START Excerpted passage
Sakaue Toshié was born on August 14, 1925, into a family of tenant farmers and day laborers in the hamlet of Kosugi. The world she entered was one of hard labor, poverty, dirt, disease, and frequent early death. By the 1970s, that rural world had changed almost beyond recognition. Toshié is the story of that extraordinary transformation as witnessed and experienced by Toshié herself. A sweeping social history of the Japanese countryside in its twentieth-century transition from "peasant" to "consumer" society, the book is also a richly textured account of the life of one village woman and her community caught up in the inexorable march of historical events.

Through the lens of Toshié's life, Simon Partner shows us the realities of rural Japanese life during the 1930s depression; daily existence under the wartime regime of "spiritual mobilization"; the land reform and its consequences during occupation; and the rapid emergence of a consumer culture against the background of agricultural mechanization during the 1950s and 1960s. In some ways representative and in other ways unique, Toshié's narrative raises questions about conventional frameworks of twentieth-century Japanese history, and about the place of individual agency and choice in an era often seen as dominated by the impersonal forces of modernity: technology, state power, and capitalism.
END Excerpted passage
START Study material
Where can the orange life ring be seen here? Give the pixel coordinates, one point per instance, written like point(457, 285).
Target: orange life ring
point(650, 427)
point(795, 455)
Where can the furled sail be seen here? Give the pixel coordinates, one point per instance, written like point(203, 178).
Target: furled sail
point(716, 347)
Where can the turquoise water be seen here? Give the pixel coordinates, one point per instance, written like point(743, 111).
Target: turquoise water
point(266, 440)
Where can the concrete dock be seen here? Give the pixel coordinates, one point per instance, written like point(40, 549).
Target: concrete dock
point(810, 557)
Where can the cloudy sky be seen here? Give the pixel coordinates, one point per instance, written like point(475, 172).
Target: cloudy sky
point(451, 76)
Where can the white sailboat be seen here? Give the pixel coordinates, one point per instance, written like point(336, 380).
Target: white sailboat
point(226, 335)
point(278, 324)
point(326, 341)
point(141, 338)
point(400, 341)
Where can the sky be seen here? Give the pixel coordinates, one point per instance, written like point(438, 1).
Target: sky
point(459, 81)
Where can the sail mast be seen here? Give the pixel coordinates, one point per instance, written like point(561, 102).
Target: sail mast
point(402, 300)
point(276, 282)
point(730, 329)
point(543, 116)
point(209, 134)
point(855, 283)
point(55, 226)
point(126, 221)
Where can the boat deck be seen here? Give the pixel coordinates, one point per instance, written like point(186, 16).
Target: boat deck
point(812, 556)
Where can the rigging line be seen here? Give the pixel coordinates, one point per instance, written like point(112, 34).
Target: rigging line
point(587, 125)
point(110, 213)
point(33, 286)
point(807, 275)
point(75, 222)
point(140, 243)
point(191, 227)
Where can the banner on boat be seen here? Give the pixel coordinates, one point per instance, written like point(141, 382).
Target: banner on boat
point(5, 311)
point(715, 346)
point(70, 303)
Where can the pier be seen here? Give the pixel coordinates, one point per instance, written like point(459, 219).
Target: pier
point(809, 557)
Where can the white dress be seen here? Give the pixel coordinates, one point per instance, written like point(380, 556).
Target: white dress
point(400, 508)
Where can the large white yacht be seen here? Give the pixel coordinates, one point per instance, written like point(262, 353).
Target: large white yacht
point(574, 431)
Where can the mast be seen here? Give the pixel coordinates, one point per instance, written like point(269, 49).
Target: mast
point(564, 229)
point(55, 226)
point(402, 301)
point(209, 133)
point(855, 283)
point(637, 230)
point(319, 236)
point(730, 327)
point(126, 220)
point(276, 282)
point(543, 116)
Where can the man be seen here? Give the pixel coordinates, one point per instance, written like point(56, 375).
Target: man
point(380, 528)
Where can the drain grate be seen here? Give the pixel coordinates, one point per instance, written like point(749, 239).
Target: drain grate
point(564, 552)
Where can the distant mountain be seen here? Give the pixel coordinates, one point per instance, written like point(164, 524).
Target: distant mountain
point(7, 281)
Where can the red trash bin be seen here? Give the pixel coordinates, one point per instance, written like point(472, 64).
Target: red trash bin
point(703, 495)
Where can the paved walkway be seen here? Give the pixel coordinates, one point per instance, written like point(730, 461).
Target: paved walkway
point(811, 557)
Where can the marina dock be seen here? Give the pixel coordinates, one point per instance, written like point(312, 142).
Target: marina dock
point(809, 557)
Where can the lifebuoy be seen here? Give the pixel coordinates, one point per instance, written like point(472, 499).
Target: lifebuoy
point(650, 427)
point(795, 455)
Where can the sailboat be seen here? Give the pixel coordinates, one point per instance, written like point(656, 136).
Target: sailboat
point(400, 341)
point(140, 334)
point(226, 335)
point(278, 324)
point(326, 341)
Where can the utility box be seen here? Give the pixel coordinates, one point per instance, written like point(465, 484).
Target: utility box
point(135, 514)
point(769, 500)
END Study material
* _Assignment_
In the book description about Toshié, in which hamlet was Sakaue Toshié born?

* _Solution_
Kosugi